Extracted data
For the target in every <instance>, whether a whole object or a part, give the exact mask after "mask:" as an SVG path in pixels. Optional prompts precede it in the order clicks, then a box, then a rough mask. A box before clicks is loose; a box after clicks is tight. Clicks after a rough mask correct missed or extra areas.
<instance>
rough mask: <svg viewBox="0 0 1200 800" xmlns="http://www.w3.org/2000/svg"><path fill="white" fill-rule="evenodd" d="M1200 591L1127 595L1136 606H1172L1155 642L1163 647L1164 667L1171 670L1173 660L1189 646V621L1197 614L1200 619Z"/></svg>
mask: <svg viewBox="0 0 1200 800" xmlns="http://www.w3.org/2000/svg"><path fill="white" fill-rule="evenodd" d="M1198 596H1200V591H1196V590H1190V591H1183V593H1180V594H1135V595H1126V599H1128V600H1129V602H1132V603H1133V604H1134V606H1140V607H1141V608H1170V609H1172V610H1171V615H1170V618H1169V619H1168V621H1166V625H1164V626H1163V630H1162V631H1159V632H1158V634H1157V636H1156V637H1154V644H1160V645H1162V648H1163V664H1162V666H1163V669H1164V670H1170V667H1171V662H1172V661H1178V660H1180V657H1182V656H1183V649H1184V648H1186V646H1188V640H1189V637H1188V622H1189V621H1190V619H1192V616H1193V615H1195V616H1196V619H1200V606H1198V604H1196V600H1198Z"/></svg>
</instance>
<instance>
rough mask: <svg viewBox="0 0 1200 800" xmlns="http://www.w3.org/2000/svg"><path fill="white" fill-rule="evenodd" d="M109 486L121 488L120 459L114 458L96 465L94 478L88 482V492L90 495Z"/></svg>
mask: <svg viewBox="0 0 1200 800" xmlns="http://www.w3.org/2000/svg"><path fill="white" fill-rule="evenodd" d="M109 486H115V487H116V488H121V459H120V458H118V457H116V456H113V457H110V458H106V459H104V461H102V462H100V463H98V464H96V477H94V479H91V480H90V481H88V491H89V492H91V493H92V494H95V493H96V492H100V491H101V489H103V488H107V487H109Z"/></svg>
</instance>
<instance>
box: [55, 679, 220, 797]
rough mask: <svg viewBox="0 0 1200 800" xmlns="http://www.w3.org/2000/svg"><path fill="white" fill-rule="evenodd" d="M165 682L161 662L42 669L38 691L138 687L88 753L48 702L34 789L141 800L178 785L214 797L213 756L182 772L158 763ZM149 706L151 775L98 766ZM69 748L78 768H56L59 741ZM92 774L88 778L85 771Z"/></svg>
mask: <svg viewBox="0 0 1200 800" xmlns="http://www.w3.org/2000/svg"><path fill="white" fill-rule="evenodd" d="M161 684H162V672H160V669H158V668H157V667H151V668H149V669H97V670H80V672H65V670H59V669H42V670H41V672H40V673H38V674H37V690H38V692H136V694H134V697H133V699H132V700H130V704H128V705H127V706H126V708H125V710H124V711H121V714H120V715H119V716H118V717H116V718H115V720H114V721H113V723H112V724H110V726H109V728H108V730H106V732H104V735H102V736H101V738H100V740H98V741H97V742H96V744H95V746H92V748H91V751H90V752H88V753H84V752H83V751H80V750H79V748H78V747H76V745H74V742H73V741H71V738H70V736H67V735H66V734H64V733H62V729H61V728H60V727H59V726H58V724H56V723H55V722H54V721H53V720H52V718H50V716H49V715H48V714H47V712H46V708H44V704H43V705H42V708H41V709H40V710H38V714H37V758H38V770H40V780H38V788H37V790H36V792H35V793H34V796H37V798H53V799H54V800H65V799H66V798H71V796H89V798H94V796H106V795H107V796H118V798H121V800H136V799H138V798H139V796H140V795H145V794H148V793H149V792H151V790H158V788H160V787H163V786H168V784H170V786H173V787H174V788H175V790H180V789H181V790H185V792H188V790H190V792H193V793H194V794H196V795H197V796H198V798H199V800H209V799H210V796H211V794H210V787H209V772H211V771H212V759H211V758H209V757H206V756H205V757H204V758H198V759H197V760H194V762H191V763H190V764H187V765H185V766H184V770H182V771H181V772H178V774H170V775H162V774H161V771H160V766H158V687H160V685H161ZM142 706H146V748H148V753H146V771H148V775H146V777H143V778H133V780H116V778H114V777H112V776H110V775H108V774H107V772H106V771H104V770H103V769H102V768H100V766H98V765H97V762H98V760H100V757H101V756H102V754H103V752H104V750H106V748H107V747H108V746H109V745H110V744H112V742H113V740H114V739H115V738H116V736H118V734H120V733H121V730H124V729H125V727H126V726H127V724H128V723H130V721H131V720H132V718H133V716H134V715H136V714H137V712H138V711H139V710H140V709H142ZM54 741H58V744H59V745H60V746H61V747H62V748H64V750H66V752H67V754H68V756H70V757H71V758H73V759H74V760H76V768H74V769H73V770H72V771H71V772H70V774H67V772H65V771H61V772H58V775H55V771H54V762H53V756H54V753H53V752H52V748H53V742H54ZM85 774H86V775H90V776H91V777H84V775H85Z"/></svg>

Exercise requirements
Every record listed above needs to be written out again exactly.

Finished exercise
For the target in every <instance>, whether a whole object or a part, give the exact mask after "mask:" as an SVG path in pixels. Optional prompts precede it in the order clicks, then a box, then a rough mask. A box before clicks is loose; a box after clicks is tight. Clicks after a rough mask correct missed or extra areas.
<instance>
rough mask: <svg viewBox="0 0 1200 800" xmlns="http://www.w3.org/2000/svg"><path fill="white" fill-rule="evenodd" d="M1200 591L1127 595L1136 606H1172L1155 642L1163 647L1164 667L1171 670L1173 660L1189 646V621L1197 614L1200 619Z"/></svg>
mask: <svg viewBox="0 0 1200 800" xmlns="http://www.w3.org/2000/svg"><path fill="white" fill-rule="evenodd" d="M1198 596H1200V591H1196V590H1190V591H1183V593H1180V594H1135V595H1126V599H1128V600H1129V602H1132V603H1133V604H1134V606H1140V607H1141V608H1170V609H1172V610H1171V615H1170V618H1169V619H1168V621H1166V625H1164V626H1163V630H1162V631H1159V632H1158V634H1157V636H1156V637H1154V644H1160V645H1162V648H1163V664H1162V666H1163V669H1164V670H1170V667H1171V662H1172V661H1178V660H1180V657H1182V656H1183V649H1184V648H1186V646H1188V640H1189V637H1188V622H1189V621H1190V619H1192V616H1193V615H1195V616H1196V619H1200V606H1198V604H1196V600H1198Z"/></svg>
</instance>
<instance>
rough mask: <svg viewBox="0 0 1200 800" xmlns="http://www.w3.org/2000/svg"><path fill="white" fill-rule="evenodd" d="M109 486L121 488L120 459L114 458L96 465L94 478L88 482V492L90 495Z"/></svg>
mask: <svg viewBox="0 0 1200 800" xmlns="http://www.w3.org/2000/svg"><path fill="white" fill-rule="evenodd" d="M109 486H115V487H116V488H121V459H120V458H118V457H116V456H113V457H110V458H106V459H104V461H102V462H100V463H98V464H96V477H94V479H91V480H90V481H88V491H89V492H91V493H92V494H95V493H96V492H100V491H101V489H103V488H107V487H109Z"/></svg>
</instance>
<instance>
box: [55, 679, 220, 797]
rough mask: <svg viewBox="0 0 1200 800" xmlns="http://www.w3.org/2000/svg"><path fill="white" fill-rule="evenodd" d="M165 682L161 662L42 669L38 691L138 687L88 753L48 702L34 789L141 800L178 785L214 797L213 756L182 772L158 763ZM149 706L151 775L98 766ZM69 748L78 768H56L59 741ZM92 774L88 778L85 771Z"/></svg>
mask: <svg viewBox="0 0 1200 800" xmlns="http://www.w3.org/2000/svg"><path fill="white" fill-rule="evenodd" d="M161 684H162V672H160V669H158V668H157V667H151V668H149V669H97V670H80V672H65V670H59V669H42V670H41V672H40V673H38V674H37V690H38V692H136V694H134V697H133V699H132V700H130V704H128V705H127V706H126V708H125V710H124V711H121V714H120V715H119V716H118V717H116V718H115V720H114V721H113V723H112V724H110V726H109V728H108V730H106V732H104V735H102V736H101V738H100V740H98V741H97V742H96V744H95V746H92V748H91V751H90V752H88V753H84V752H83V751H80V750H79V748H78V747H76V745H74V742H73V741H71V738H70V736H67V735H66V734H64V733H62V729H61V728H60V727H59V726H58V724H56V723H55V722H54V721H53V720H52V718H50V716H49V715H48V714H47V712H46V708H44V704H43V705H42V708H41V709H40V710H38V714H37V758H38V770H40V780H38V788H37V790H36V792H35V793H34V796H37V798H53V799H54V800H65V799H66V798H71V796H89V798H94V796H106V795H107V796H118V798H121V800H136V799H138V798H139V796H140V795H145V794H148V793H149V792H151V790H158V788H160V787H163V786H168V784H170V786H173V787H174V788H175V790H180V789H181V790H185V792H188V790H190V792H193V793H194V794H196V795H197V796H198V798H199V800H209V799H210V796H211V794H210V787H209V772H211V771H212V759H211V758H209V757H206V756H205V757H204V758H198V759H197V760H194V762H191V763H190V764H187V765H185V766H184V770H182V771H181V772H178V774H170V775H162V774H161V771H160V766H158V687H160V685H161ZM142 706H146V748H148V753H146V771H148V775H146V777H143V778H133V780H116V778H114V777H112V776H110V775H108V774H107V772H106V771H104V770H103V769H102V768H100V766H98V765H97V762H98V760H100V757H101V756H102V754H103V752H104V750H106V748H107V747H108V746H109V745H110V744H112V742H113V740H114V739H115V738H116V736H118V734H120V733H121V730H124V729H125V727H126V726H127V724H128V723H130V721H131V720H132V718H133V716H134V715H136V714H137V712H138V711H139V710H140V709H142ZM54 741H58V744H59V745H60V746H61V747H62V748H64V750H66V752H67V754H68V756H70V757H71V758H73V759H74V760H76V768H74V769H73V770H72V771H71V772H70V774H67V772H65V771H61V772H58V775H55V771H54V762H53V756H54V753H53V752H52V748H53V742H54ZM85 774H86V775H90V776H91V777H84V775H85Z"/></svg>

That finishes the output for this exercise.